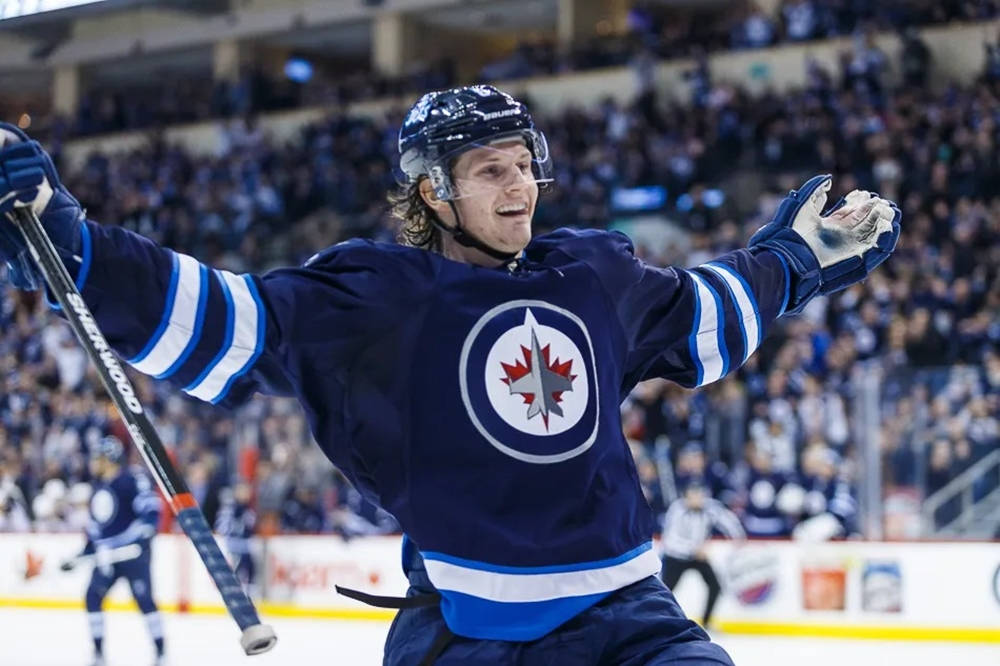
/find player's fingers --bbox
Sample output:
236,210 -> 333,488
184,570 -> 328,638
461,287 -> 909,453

§ **Exercise objective**
Convert every line of the records above into a Markdown table with the columns "Row" and "Text," numbering each row and skipping blank lines. Leave the pictures out of the table.

§ **Answer to this task**
| Row | Text |
|---|---|
| 1 | /find player's fingers --bbox |
| 2 | Sample output: |
| 3 | 236,210 -> 333,488 |
| 4 | 184,570 -> 328,638 |
| 5 | 461,287 -> 909,453 |